また手本にしたC52も、主連棒のかかる第2動輪のクランク位相は120°ずつであるものの中央シリンダの傾斜分(7°30’~8°程度)を加味されていなかった。本来ならばこの傾斜分をキャンセルするようにクランク位相をずらす必要があったのであろうが(あるいは弁装置が強固だと問題が出にくかったのか、90年近く経ってからでは藪の中である)、これもそのまま引き継がれた。

悪天候・整備不良・歪の出やすい剛性不足のバルブ・そもそもシリンダ傾斜分がずれたままのバルブタイミング、これが岡山駅での不動事故に繋がったと推測される。

 本場であるロンドン・アンド・ノース・イースタン鉄道ですら、様々な問題や欠陥が露呈しており、財政面や人的資源の浪費が凄まじく、同鉄道の将来を大きく制限する結果になった。これに対処すべく、1両の機関車に専属の乗員を一人一人最高級の者を選ぶことで辛うじて運用が成り立っていた。機関車1台が自分の所有物に近いため、設計や製造で生じた1台ごとに異なる習癖への対処を愛着心から自得しており、こうした忠誠心や誇りで欠陥が露呈しなかったという考察も存在する。

 だが、機関車の故障が起きても設計、上のミスと認めず、機関士や整備の問題とされる有様であった。さらに、同じ形式ですら1両1両の癖が異なり、専用機以外の運転に支障をきたすので、機関車1両と交代要員を含む機関士と機関助手らを常にセットで運用しなければならない煩雑さがあった。

 第2次大戦中に作成された報告書では、理論的には正しいが現実には正しく作動せず世界中で使用が中止されており、グレズリーの設計はもう使ってはいけないと結論付けられている。このため、グレズリー卿は大きな間違いを犯した蒸気機関車技術者の一人とイギリスで評されることもある。
· · · ·
> [課題] 本文抜粋の「また手本にしたC52も、主連」から「これもそのまま引き継がれた。」までを、両端も含めて書き直しなさい。その際、「クランク位相」を「クランク角」に置き換えること。 この後に続く行は参照しなくてよい。
· · · ·
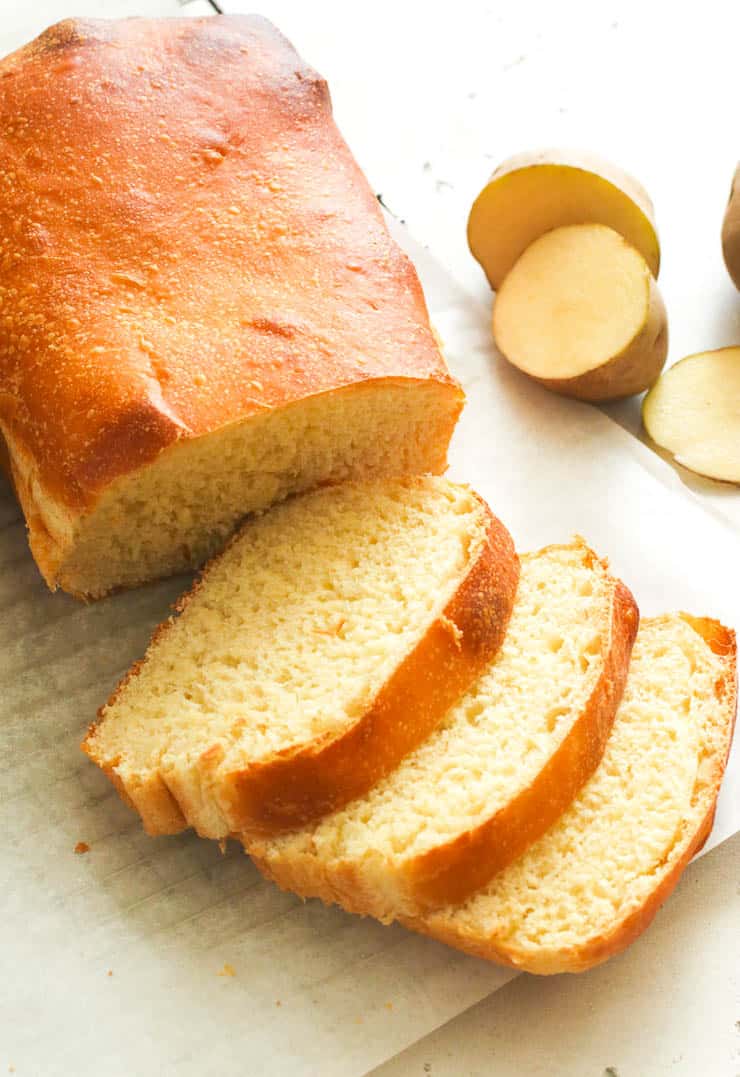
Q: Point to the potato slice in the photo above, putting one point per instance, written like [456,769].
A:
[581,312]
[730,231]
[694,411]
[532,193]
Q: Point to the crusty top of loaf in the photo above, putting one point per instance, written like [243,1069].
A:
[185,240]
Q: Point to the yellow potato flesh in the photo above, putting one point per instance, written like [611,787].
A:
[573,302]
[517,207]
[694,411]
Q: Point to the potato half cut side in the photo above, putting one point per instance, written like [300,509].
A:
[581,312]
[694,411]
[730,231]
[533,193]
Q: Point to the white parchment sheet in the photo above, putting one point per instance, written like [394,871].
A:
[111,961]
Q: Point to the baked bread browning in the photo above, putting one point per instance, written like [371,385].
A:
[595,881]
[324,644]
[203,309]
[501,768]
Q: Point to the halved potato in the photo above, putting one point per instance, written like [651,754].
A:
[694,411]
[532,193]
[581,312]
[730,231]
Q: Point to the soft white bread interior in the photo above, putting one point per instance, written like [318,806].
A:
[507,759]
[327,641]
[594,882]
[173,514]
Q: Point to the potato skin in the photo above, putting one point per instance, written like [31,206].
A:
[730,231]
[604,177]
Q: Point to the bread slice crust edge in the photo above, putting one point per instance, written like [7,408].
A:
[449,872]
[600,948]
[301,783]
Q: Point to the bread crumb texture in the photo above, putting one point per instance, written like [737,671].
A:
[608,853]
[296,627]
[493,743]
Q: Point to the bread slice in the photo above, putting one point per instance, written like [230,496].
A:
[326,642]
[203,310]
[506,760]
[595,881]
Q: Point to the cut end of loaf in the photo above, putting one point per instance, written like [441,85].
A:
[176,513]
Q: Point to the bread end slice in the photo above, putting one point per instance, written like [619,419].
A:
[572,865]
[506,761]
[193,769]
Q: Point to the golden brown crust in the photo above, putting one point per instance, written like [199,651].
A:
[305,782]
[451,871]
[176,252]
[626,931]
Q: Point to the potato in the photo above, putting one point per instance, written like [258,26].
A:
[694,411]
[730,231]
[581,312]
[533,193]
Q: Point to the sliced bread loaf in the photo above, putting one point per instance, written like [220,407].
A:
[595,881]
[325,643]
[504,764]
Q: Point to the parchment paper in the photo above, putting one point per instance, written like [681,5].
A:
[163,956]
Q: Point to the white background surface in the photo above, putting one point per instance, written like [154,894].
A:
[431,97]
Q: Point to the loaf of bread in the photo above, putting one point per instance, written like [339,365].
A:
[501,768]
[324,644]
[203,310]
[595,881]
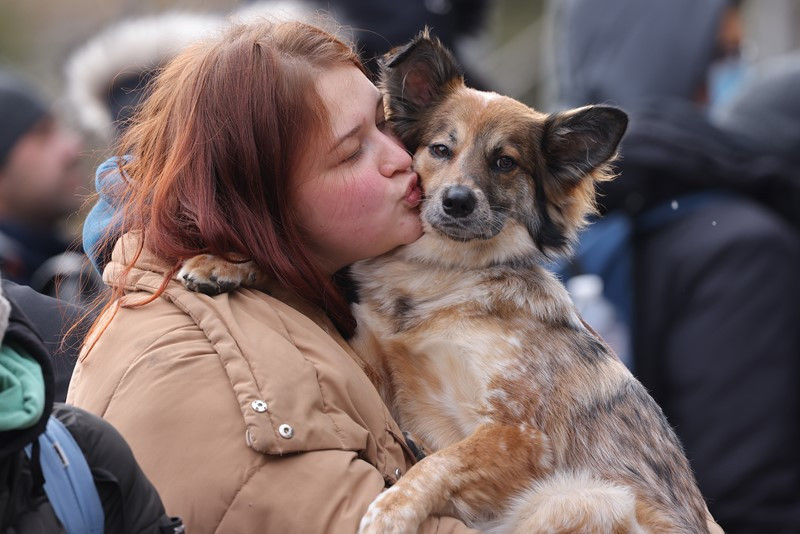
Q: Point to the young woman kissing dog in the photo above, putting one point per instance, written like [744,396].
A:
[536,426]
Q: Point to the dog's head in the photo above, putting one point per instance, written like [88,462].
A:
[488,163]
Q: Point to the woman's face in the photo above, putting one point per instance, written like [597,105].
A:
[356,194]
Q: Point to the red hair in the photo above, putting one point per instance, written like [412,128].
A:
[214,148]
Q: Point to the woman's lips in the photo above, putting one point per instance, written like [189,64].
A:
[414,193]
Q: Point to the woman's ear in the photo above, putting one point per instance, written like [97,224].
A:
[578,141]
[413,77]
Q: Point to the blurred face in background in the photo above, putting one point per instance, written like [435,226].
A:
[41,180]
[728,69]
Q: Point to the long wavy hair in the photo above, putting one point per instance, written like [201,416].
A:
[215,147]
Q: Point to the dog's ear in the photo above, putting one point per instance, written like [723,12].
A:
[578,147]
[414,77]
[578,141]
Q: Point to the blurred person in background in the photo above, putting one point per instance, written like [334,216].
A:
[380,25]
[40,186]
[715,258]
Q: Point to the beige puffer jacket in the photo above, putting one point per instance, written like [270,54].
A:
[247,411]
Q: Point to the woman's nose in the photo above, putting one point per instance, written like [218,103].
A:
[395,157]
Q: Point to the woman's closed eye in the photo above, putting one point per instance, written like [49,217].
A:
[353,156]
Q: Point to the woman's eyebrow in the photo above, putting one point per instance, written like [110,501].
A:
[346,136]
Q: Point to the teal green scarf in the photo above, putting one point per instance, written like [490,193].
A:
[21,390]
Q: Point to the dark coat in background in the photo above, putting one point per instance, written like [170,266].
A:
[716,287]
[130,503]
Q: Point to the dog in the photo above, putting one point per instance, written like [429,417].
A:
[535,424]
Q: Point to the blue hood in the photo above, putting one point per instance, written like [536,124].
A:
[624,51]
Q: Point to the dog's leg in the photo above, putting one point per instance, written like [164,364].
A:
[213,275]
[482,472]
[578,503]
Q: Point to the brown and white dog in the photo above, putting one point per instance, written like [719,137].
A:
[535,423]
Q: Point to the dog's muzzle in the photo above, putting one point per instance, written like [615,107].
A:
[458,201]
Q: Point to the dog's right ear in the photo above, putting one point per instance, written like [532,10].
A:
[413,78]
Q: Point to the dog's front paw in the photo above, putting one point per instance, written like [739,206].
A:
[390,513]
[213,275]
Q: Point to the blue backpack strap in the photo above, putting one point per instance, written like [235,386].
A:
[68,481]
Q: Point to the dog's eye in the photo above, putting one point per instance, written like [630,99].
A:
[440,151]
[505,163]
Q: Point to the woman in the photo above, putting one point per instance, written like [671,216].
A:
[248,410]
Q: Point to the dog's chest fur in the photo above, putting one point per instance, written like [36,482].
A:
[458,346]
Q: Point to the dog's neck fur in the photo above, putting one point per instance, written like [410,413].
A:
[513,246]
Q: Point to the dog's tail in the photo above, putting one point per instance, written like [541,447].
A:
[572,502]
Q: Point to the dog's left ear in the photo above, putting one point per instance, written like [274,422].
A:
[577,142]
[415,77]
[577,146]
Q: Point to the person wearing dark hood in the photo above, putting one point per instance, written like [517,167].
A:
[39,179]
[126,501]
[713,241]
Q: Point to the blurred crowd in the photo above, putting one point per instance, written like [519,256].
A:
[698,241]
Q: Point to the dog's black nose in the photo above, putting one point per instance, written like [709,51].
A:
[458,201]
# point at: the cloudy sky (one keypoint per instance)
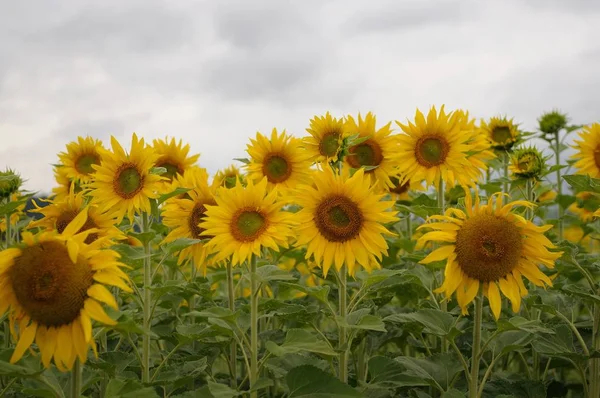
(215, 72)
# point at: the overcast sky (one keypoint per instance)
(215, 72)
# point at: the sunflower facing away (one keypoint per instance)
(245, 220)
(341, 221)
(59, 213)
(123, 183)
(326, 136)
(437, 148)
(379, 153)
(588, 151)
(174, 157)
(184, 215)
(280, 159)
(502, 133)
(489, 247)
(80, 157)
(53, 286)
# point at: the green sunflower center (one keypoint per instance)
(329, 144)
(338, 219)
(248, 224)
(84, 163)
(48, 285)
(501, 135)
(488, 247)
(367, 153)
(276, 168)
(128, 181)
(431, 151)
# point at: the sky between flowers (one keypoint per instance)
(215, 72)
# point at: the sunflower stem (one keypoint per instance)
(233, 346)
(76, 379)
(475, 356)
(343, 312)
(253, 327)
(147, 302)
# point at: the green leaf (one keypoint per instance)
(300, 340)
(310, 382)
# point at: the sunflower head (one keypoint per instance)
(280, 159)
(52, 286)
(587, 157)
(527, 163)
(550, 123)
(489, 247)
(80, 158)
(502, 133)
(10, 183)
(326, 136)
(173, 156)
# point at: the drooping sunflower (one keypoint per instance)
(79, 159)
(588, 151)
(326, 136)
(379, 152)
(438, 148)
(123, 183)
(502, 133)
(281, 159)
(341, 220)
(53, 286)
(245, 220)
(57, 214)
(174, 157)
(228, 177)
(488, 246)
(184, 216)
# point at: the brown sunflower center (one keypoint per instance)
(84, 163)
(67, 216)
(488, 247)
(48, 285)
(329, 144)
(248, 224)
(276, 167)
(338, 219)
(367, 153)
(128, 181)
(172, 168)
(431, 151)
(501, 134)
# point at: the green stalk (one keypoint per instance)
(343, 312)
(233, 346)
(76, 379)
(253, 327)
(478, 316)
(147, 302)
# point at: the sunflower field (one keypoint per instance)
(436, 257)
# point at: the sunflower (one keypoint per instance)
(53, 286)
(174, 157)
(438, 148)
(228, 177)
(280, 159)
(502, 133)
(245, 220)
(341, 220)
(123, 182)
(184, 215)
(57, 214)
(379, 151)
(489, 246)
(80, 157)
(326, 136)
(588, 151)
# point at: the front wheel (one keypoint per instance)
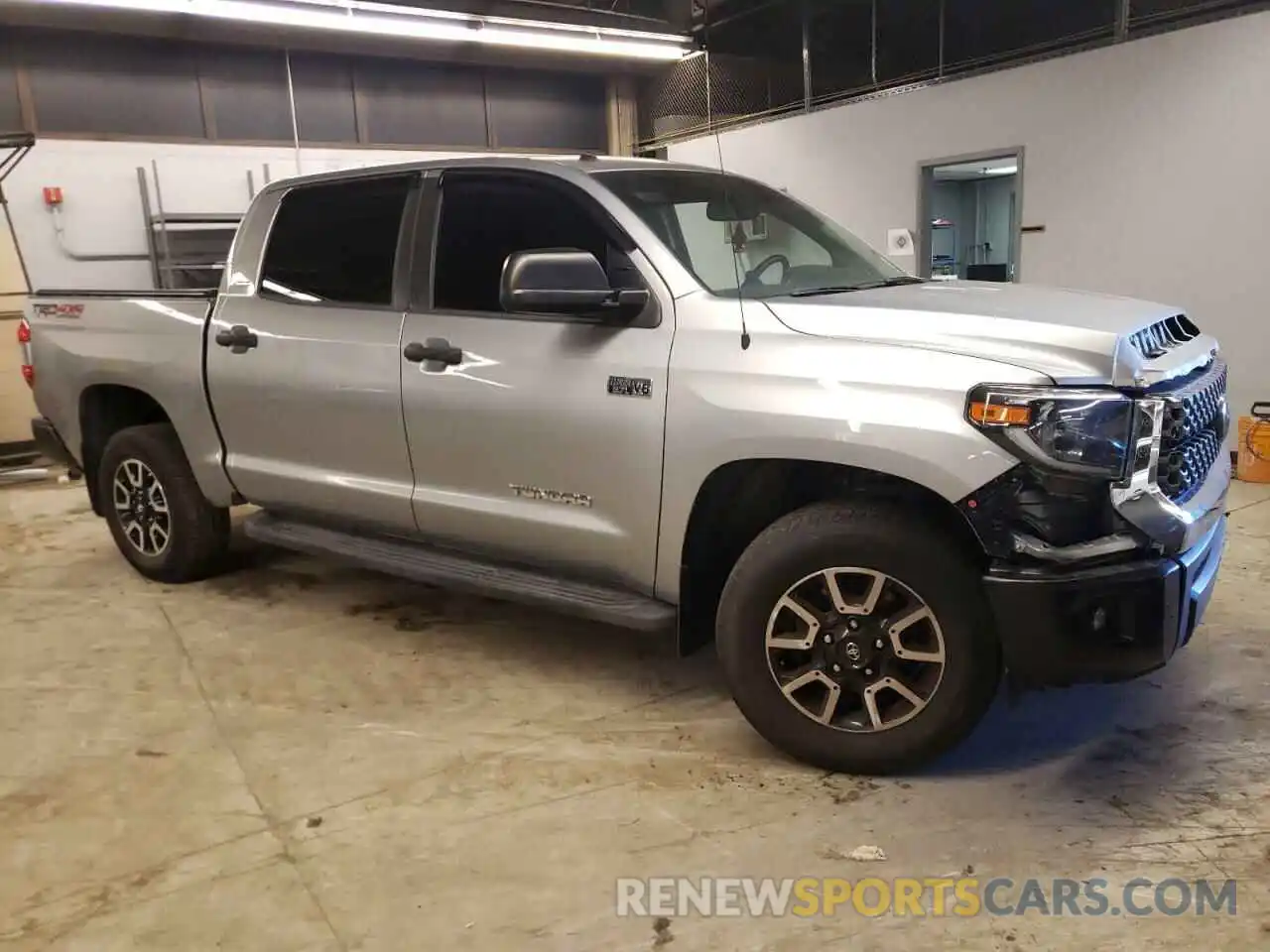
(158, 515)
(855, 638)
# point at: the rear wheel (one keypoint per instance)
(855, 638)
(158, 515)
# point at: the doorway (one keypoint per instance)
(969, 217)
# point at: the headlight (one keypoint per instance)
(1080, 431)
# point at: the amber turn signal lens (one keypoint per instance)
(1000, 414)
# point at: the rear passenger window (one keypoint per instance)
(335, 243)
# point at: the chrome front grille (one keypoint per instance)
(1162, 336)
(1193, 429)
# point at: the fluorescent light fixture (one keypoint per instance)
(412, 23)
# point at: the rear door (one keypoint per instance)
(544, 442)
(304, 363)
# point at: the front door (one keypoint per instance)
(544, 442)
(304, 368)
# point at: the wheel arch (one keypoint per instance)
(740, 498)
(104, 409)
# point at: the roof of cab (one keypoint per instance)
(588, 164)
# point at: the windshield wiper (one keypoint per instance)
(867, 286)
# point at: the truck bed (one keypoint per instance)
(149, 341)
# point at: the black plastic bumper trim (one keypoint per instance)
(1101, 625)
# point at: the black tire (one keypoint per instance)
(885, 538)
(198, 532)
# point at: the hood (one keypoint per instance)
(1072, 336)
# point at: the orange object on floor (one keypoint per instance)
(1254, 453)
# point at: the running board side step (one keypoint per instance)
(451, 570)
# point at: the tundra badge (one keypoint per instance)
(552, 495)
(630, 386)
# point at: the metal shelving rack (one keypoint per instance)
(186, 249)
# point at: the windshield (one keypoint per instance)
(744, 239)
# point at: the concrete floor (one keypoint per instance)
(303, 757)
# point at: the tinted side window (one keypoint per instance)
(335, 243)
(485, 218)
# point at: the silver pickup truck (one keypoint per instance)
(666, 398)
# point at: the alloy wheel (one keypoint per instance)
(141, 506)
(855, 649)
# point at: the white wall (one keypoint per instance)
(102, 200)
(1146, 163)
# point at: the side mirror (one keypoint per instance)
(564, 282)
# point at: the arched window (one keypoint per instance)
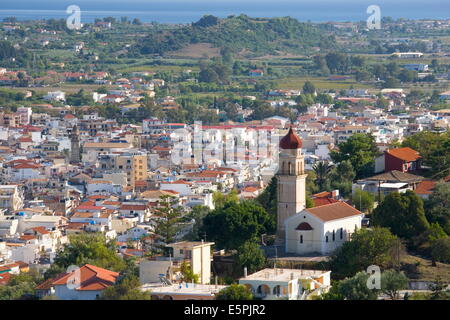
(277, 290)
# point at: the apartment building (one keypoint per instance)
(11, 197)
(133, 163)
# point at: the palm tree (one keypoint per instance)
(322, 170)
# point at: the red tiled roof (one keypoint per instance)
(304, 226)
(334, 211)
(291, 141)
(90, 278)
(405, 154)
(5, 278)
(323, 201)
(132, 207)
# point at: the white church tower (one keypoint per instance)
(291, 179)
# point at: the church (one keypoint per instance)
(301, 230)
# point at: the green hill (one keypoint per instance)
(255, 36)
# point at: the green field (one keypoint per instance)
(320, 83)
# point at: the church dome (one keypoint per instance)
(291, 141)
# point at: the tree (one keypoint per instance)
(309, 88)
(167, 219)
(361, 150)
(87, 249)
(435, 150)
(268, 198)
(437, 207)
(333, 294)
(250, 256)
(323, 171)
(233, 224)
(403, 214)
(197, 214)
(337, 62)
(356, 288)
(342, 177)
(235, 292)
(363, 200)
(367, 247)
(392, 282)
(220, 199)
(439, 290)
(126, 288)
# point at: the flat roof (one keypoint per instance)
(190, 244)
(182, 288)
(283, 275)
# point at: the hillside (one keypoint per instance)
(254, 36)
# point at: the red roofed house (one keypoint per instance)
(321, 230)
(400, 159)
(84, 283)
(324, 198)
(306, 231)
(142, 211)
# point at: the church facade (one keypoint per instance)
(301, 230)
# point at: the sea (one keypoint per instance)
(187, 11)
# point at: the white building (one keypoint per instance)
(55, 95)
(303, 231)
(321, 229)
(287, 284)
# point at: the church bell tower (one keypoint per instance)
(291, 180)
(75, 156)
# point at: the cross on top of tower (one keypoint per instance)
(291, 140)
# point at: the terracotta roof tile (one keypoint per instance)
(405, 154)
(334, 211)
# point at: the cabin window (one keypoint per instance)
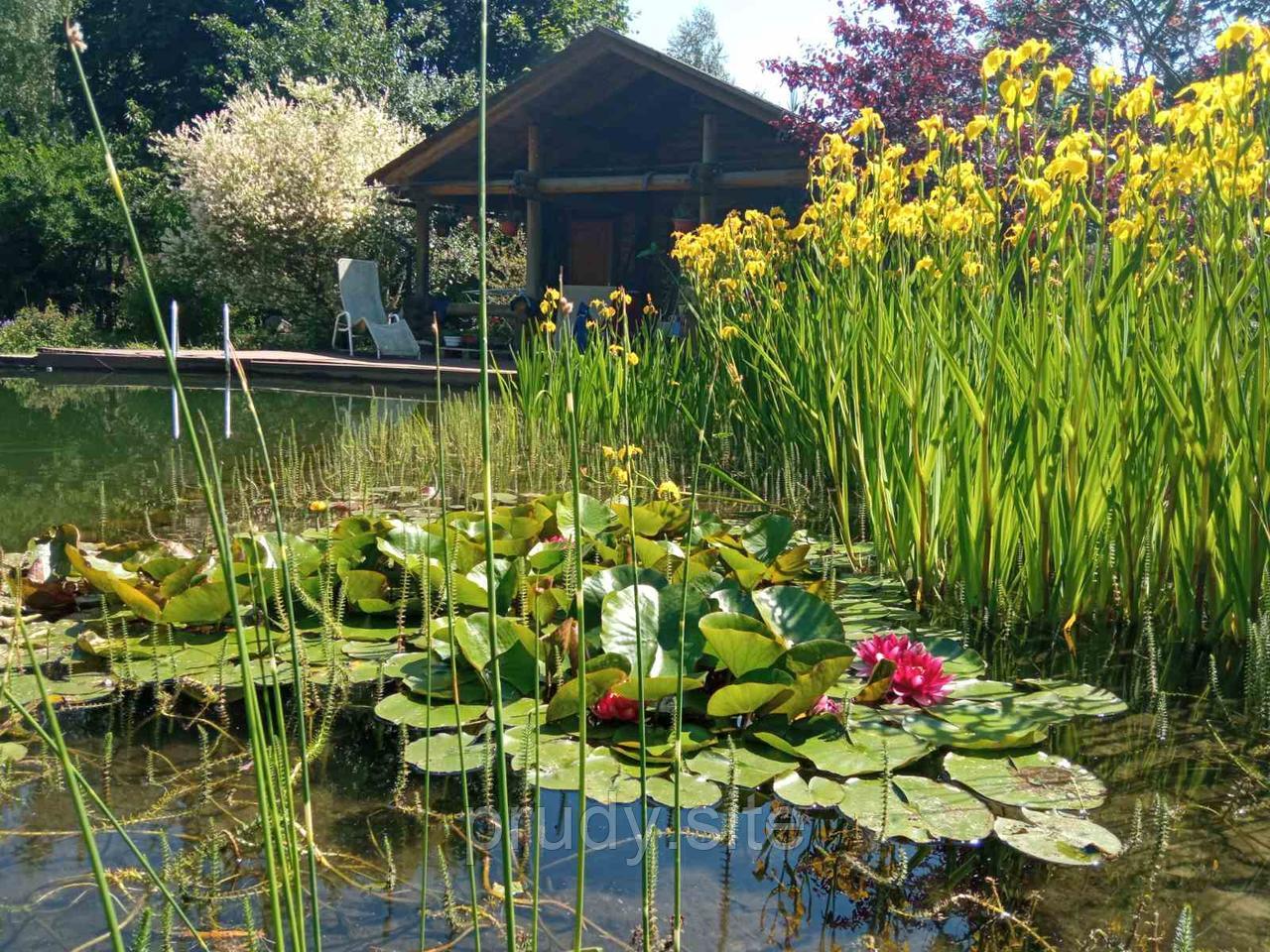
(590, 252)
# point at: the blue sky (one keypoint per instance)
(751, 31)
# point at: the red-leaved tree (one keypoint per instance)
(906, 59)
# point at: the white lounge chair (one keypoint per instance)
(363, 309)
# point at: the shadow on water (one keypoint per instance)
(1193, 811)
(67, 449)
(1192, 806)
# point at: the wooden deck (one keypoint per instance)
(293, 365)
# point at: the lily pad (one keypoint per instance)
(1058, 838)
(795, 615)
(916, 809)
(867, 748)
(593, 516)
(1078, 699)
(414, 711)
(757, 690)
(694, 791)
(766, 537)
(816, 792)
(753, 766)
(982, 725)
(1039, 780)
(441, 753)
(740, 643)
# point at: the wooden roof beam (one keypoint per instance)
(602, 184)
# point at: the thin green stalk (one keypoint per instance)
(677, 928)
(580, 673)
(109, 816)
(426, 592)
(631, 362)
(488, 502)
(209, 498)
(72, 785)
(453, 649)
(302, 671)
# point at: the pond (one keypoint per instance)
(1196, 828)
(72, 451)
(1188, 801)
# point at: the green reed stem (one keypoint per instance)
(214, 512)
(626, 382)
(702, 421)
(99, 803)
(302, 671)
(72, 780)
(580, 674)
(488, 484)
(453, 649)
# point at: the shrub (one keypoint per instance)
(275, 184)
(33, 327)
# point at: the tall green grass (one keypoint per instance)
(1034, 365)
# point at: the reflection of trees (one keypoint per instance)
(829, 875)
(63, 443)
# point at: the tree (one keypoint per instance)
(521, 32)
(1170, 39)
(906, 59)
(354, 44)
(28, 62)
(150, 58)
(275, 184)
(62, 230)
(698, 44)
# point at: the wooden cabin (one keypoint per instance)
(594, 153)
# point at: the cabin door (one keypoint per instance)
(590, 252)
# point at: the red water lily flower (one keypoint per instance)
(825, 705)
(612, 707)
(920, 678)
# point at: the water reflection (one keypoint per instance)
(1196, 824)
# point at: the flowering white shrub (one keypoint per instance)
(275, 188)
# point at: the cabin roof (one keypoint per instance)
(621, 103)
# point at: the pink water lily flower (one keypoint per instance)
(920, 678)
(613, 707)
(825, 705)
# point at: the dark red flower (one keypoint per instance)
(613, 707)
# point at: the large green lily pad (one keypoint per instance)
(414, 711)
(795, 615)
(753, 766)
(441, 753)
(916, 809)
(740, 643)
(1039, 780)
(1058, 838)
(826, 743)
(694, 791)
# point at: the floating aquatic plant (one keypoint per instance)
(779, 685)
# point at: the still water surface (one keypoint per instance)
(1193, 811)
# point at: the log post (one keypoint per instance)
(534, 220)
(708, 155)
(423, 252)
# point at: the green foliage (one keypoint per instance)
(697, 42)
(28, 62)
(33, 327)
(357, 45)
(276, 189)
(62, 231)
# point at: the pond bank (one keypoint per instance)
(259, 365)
· · · ·
> [解答例]
また手本にしたC52も、主連棒のかかる第2動輪のクランク角は120°ずつであるものの中央シリンダの傾斜分(7°30’~8°程度)を加味されていなかった。本来ならばこの傾斜分をキャンセルするようにクランク角をずらす必要があったのであろうが(あるいは弁装置が強固だと問題が出にくかったのか、90年近く経ってからでは藪の中である)、これもそのまま引き継がれた。